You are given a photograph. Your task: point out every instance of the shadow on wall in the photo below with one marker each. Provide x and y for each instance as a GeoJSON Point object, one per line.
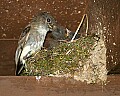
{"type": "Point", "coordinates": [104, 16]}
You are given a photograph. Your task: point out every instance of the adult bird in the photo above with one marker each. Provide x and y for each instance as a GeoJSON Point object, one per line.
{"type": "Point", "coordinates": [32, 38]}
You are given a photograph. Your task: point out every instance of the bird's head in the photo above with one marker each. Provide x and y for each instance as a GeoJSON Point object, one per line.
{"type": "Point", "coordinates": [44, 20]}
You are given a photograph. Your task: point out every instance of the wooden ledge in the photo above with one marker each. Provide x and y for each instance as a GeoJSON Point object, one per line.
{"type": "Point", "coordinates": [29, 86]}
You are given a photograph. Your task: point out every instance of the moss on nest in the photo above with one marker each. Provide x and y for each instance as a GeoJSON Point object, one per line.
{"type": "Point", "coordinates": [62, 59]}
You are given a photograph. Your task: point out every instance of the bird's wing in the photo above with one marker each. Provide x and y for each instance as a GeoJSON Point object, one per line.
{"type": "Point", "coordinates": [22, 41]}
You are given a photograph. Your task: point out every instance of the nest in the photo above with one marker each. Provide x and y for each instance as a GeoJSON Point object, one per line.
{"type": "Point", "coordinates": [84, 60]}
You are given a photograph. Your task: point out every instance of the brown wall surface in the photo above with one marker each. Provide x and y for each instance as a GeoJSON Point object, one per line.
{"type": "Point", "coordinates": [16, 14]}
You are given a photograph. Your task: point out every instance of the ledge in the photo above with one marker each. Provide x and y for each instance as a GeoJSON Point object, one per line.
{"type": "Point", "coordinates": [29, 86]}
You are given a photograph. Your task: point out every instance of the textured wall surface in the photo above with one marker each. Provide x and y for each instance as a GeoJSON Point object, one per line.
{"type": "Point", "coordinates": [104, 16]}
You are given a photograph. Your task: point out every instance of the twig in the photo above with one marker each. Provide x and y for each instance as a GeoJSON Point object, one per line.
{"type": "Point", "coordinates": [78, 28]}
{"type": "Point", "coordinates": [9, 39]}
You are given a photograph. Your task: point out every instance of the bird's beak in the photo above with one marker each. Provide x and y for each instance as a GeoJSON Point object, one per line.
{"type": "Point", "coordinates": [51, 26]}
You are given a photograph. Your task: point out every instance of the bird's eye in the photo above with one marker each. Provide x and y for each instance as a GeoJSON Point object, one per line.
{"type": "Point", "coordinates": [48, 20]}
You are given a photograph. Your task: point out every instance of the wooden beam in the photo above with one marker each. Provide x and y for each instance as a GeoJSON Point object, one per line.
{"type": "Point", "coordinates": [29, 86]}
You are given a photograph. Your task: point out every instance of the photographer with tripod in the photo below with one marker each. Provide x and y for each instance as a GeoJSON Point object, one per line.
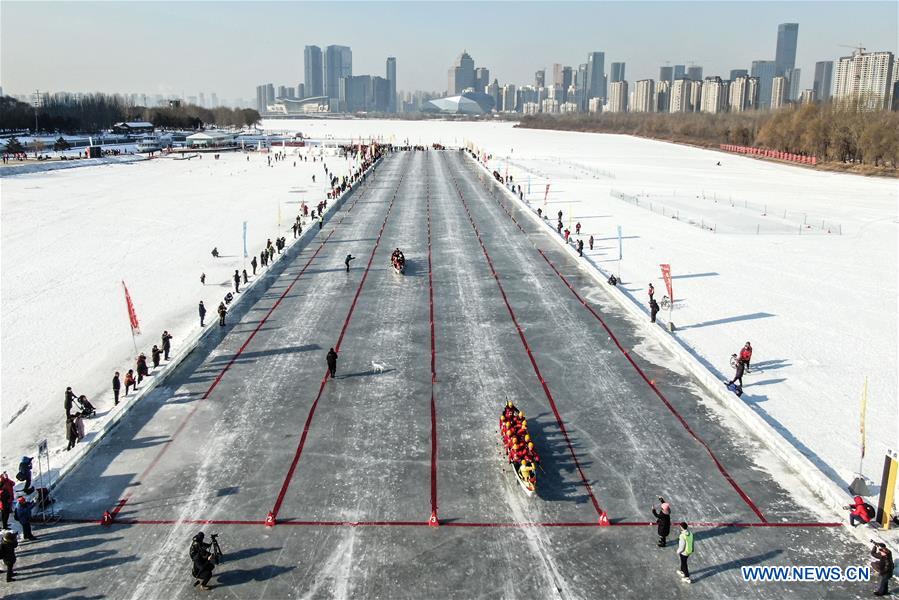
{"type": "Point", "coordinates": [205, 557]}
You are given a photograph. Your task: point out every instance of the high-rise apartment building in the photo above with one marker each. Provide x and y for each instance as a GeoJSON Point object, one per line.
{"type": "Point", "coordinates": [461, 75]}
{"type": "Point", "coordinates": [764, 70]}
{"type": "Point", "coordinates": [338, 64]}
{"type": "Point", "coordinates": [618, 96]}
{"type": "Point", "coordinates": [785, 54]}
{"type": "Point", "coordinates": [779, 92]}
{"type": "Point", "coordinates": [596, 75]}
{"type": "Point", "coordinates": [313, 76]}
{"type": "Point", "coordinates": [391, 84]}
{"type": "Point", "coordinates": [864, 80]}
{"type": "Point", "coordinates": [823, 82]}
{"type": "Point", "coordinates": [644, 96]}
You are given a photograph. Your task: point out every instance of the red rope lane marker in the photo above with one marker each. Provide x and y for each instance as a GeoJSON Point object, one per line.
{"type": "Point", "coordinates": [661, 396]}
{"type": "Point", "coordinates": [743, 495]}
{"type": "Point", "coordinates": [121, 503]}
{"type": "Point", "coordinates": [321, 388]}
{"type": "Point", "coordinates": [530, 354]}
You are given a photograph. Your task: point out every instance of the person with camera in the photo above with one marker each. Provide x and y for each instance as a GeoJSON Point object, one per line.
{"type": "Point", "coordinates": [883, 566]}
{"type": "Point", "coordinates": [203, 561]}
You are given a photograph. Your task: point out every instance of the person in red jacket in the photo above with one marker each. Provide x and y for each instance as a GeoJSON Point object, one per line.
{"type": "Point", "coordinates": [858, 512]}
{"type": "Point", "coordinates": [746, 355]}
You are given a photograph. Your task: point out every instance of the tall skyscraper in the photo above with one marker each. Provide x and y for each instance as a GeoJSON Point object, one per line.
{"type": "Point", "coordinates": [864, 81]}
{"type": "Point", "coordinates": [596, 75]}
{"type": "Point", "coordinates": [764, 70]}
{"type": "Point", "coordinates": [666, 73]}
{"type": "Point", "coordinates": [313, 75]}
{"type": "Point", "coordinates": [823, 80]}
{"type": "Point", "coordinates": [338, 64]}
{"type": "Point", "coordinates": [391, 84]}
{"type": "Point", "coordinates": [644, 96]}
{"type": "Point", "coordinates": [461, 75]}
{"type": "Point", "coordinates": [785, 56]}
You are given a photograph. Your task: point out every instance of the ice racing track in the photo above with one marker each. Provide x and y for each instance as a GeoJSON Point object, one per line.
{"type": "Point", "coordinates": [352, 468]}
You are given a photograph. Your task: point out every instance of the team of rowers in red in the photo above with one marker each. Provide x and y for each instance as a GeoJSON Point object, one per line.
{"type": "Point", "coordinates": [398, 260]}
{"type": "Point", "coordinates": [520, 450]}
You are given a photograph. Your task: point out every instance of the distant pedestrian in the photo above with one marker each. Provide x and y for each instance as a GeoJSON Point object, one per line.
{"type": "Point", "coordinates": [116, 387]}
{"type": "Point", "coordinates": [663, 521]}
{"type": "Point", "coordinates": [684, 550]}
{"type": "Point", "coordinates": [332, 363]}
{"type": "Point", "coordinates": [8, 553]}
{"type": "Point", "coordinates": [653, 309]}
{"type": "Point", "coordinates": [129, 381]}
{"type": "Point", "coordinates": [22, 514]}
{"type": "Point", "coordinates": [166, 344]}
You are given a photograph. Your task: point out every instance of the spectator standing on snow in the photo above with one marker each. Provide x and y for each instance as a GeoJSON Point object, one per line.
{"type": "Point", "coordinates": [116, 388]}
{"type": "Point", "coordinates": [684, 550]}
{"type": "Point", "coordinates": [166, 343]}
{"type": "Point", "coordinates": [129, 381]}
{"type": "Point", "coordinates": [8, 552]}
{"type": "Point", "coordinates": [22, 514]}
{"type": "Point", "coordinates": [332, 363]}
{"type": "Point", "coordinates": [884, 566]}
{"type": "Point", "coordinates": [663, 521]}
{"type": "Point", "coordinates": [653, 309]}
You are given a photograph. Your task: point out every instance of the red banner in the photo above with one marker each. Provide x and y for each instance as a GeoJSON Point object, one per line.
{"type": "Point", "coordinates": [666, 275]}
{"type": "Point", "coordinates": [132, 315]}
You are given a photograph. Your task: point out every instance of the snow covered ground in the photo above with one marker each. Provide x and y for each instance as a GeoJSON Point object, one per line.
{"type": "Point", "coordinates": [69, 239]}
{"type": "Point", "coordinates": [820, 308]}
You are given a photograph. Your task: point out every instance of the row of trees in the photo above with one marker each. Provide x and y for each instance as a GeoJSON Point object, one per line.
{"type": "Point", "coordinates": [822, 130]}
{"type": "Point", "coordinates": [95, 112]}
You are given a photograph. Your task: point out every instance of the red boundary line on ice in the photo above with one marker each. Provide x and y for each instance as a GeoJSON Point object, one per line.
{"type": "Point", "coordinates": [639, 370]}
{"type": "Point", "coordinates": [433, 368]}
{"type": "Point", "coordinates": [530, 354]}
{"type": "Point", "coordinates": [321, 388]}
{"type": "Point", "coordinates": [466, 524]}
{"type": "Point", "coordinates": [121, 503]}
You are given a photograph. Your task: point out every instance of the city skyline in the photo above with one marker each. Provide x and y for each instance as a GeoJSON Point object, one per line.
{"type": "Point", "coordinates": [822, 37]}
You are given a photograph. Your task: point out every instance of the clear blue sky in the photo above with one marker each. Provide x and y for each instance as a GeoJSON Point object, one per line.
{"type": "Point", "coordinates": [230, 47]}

**Exercise prompt:**
Exactly reproduce the lines beginning with the one that contains "of the city" and ending with the last line of the material, both included. Leave out everything else.

**Output of the exercise:**
You are given a photograph. Your task: point out every instance of the city skyline in the photo above with one marker each. Provide x and y for each instance as a GeoJSON Point object, one per line.
{"type": "Point", "coordinates": [822, 37]}
You are given a photograph. Your task: point out every instance of the clear blue sky in the photo above with one marker each. Provide x and y for each instance as a GeoJSON Point object, one per line.
{"type": "Point", "coordinates": [230, 47]}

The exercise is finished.